§ **EXERCISE AIM**
Find the line containing "Draw the outline of every instance of the necklace". Reproduce it and every line after it up to the end of the records, exactly as written.

(Mask labeling examples)
┄┄┄┄┄┄┄┄┄┄

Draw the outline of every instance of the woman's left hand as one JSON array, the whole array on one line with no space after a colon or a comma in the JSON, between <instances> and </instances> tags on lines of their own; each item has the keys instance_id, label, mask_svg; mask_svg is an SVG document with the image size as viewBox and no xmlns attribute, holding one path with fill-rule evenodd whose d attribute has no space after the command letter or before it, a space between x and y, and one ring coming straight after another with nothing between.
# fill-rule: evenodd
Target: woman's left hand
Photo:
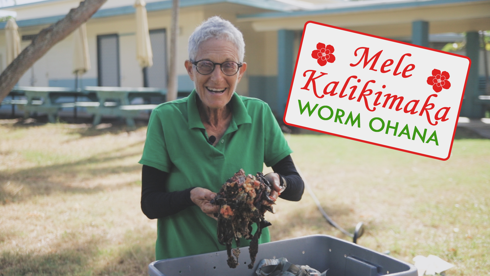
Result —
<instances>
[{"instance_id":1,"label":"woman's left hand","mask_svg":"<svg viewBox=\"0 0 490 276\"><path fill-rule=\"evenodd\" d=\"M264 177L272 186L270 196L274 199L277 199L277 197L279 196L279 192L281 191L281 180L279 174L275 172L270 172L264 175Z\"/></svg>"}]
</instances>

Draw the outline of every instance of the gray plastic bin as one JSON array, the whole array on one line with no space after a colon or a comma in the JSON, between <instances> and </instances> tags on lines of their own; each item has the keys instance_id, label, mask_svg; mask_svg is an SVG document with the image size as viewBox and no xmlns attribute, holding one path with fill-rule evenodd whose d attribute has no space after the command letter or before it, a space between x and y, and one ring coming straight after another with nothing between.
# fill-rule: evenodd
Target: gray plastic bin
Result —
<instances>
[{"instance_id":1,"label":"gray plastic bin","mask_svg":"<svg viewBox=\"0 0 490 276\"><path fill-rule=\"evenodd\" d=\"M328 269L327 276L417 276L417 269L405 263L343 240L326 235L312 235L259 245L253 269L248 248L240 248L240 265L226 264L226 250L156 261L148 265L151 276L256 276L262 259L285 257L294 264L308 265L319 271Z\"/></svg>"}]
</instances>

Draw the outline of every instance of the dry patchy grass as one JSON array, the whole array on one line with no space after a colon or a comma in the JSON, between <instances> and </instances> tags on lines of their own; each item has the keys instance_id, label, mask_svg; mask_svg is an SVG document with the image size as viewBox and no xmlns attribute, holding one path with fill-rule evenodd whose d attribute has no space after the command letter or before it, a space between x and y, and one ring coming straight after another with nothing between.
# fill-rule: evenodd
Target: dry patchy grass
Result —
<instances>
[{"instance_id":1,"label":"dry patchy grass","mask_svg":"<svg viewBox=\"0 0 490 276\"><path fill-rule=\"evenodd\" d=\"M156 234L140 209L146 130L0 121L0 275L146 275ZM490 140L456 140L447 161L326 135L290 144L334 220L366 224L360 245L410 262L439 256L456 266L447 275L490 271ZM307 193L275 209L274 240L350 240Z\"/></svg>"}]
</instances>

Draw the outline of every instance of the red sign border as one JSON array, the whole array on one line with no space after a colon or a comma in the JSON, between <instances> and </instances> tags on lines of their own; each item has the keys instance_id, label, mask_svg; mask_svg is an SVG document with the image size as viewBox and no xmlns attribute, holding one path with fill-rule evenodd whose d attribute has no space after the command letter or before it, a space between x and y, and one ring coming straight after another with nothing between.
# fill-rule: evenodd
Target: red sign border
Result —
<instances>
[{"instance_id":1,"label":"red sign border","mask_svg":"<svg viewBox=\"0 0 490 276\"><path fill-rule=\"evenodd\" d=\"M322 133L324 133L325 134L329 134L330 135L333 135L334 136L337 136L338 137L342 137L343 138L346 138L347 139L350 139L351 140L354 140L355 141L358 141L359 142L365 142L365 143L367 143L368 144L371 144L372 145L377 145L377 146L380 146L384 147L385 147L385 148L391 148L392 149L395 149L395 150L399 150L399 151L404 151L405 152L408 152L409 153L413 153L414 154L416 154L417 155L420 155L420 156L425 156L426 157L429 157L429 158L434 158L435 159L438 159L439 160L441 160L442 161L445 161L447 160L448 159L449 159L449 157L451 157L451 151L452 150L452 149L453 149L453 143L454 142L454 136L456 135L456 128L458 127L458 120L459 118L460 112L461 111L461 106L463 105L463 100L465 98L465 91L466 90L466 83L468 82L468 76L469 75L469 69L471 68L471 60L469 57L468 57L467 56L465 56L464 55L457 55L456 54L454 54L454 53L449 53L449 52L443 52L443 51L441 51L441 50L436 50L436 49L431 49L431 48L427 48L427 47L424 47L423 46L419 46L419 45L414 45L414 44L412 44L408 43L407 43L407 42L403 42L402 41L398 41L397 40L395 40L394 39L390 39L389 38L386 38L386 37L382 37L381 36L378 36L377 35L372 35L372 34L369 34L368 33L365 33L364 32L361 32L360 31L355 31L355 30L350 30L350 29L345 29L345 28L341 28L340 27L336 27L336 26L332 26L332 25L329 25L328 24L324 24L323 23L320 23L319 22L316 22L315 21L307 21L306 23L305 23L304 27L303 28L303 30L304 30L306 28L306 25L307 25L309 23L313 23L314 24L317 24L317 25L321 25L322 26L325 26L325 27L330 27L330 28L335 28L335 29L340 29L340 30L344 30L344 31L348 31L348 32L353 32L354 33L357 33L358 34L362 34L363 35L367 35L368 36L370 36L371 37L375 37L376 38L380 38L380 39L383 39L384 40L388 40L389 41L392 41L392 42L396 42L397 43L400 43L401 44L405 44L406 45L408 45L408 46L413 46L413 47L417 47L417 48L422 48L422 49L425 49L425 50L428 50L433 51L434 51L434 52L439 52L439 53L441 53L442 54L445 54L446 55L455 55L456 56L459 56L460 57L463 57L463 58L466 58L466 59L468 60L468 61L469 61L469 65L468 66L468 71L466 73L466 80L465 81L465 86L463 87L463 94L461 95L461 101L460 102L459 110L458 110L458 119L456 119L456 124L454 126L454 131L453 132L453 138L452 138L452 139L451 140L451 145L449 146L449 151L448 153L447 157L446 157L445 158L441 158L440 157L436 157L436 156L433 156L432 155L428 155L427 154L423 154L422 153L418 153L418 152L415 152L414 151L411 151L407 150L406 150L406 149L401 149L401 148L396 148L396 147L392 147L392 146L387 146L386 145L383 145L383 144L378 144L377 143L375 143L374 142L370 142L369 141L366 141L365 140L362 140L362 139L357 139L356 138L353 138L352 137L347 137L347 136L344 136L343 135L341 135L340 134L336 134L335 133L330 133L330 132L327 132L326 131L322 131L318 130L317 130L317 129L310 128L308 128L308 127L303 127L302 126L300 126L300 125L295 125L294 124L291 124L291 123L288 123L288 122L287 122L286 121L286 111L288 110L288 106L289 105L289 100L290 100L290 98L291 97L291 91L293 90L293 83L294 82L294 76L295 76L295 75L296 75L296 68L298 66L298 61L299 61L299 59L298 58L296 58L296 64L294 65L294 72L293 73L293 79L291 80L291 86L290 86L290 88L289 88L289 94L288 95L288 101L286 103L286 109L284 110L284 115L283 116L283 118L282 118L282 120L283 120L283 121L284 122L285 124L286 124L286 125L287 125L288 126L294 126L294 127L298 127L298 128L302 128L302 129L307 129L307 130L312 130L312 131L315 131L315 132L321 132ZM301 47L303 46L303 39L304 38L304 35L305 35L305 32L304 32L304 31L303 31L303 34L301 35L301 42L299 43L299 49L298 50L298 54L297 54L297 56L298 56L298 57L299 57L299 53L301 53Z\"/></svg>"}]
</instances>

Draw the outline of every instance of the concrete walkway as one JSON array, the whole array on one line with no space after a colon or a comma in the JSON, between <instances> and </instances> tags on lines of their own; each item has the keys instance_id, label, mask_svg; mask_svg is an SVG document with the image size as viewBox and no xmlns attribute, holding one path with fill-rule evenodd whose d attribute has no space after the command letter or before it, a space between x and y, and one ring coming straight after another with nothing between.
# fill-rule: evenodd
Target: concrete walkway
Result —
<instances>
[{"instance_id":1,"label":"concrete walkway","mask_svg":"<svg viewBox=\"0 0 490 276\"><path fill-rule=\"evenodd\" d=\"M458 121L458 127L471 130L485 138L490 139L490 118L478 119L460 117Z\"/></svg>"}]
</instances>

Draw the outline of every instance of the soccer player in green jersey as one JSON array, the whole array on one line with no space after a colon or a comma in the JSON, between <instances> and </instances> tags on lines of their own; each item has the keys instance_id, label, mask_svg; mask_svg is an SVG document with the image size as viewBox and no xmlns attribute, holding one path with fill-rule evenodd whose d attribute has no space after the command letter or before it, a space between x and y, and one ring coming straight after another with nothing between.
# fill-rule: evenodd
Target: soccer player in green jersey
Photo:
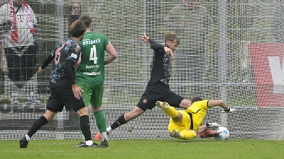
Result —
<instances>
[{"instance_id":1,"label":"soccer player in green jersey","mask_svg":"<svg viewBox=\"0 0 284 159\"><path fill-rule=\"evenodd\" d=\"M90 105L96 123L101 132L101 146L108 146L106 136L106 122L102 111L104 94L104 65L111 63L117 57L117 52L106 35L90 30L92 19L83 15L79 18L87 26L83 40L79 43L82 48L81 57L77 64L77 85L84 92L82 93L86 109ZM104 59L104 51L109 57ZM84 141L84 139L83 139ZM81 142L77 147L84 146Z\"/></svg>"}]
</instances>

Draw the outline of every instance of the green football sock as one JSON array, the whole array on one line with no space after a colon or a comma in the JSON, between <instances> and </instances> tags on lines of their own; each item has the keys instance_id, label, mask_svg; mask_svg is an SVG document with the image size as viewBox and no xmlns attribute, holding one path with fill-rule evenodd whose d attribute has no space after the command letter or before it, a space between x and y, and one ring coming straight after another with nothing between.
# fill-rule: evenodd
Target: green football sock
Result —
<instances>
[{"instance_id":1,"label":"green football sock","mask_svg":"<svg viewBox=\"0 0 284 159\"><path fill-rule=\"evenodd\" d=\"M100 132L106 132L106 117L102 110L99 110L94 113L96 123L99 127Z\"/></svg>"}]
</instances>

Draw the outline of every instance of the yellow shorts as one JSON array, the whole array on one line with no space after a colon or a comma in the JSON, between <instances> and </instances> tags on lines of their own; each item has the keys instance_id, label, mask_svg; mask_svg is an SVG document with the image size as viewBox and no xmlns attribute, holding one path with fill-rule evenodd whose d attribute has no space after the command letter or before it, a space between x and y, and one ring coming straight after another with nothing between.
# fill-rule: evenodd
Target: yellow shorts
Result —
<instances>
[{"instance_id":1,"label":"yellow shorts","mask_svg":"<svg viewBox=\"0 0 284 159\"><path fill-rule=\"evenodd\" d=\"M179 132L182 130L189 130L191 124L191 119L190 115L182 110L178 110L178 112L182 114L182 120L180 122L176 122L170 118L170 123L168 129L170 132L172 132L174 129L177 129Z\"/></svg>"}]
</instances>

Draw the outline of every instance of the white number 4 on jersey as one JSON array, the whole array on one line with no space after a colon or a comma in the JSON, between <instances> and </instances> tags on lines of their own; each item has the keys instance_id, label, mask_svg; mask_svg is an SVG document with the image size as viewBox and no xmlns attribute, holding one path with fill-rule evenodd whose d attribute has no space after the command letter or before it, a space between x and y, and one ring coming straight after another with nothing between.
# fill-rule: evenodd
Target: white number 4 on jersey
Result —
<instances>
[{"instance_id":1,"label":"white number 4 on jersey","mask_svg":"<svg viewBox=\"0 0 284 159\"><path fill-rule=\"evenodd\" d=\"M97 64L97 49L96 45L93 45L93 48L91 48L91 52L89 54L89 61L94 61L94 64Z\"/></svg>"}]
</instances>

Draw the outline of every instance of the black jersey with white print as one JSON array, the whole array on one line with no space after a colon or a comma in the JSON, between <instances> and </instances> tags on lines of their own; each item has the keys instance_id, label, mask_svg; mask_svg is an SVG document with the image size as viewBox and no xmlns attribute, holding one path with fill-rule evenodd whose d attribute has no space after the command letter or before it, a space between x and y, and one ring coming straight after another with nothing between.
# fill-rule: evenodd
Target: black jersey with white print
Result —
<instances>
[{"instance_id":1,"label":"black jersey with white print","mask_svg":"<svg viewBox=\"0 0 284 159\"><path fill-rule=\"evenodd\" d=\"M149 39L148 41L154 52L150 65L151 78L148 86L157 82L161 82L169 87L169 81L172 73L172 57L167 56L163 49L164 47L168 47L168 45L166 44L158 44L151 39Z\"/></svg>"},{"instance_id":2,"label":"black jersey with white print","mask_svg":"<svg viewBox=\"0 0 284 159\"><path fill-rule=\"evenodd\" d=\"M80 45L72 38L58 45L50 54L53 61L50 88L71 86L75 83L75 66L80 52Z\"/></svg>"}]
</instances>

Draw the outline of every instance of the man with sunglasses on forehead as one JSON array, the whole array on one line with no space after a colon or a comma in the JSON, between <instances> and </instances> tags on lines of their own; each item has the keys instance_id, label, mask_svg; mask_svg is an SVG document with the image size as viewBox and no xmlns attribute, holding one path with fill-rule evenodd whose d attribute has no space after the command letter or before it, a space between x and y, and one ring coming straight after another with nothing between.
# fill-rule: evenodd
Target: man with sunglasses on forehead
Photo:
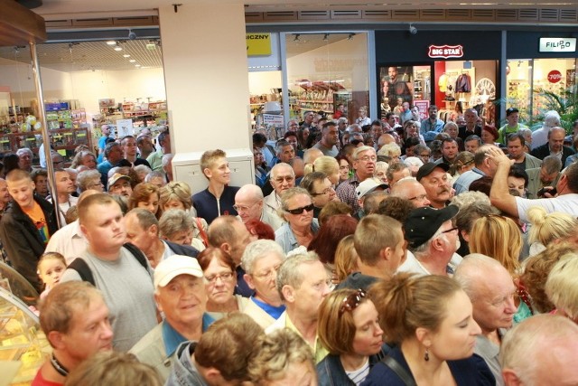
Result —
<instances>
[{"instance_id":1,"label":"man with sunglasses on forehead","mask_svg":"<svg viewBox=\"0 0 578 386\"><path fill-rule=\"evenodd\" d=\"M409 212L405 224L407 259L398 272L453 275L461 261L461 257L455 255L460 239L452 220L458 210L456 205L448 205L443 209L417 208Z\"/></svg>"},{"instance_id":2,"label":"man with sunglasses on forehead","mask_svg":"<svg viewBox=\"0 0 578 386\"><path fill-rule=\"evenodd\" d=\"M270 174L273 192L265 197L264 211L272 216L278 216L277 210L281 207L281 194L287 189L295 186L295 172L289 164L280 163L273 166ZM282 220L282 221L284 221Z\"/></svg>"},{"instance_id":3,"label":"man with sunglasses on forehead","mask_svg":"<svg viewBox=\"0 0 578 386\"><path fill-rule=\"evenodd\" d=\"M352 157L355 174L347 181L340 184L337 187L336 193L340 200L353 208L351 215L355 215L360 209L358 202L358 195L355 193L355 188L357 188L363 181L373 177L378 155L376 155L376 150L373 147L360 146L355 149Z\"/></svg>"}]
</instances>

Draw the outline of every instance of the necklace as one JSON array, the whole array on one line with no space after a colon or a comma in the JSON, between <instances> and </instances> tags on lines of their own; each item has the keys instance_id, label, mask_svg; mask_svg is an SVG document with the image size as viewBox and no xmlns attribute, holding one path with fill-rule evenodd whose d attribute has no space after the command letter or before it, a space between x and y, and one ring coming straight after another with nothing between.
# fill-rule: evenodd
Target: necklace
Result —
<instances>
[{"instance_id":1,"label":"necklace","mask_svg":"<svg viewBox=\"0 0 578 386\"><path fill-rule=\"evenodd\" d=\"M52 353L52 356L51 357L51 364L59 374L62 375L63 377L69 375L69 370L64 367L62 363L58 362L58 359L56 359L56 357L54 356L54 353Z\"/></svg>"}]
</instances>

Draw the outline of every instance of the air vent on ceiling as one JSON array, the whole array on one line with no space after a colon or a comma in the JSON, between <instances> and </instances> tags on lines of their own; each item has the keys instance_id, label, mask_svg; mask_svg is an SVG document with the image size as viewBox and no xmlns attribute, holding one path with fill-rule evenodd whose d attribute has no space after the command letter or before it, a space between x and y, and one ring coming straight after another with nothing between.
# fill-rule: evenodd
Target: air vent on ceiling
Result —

┄┄┄┄┄┄┄┄┄┄

§ **THE RESULT**
Draw the outline of every instance of the necklace as one JSON array, the whole array on one line with no space after a colon or a comma in the JSON, between <instances> and </instances> tags on lines of their own; each item has the keys instance_id, label, mask_svg; mask_svg is an SVG document with the image size as viewBox and no xmlns attribute, holding one path with fill-rule evenodd whose d attribute has no space after the command letter or before it, a space between x and y, and one ring coming straight after another with nothing between.
# fill-rule: evenodd
Target: necklace
Result —
<instances>
[{"instance_id":1,"label":"necklace","mask_svg":"<svg viewBox=\"0 0 578 386\"><path fill-rule=\"evenodd\" d=\"M52 353L52 356L51 357L51 364L59 374L62 375L63 377L69 375L69 370L64 367L62 363L58 362L58 359L56 359L56 357L54 356L54 353Z\"/></svg>"}]
</instances>

Draw the outline of every instance of the air vent on ceiling as one JSON array, the whole array on one line with no space after a colon or a comma in the JSON, between <instances> and </instances> tags on lines of their own; each item has the keys instance_id, label, mask_svg; mask_svg is an SVG document with the image size as viewBox and no xmlns attribute, holding one path with fill-rule evenodd whose d attribute has no space after the command letter or before it, a space between x and y, and one ring coming straight after another with nothing between.
# fill-rule: evenodd
Target: air vent on ceiling
Result —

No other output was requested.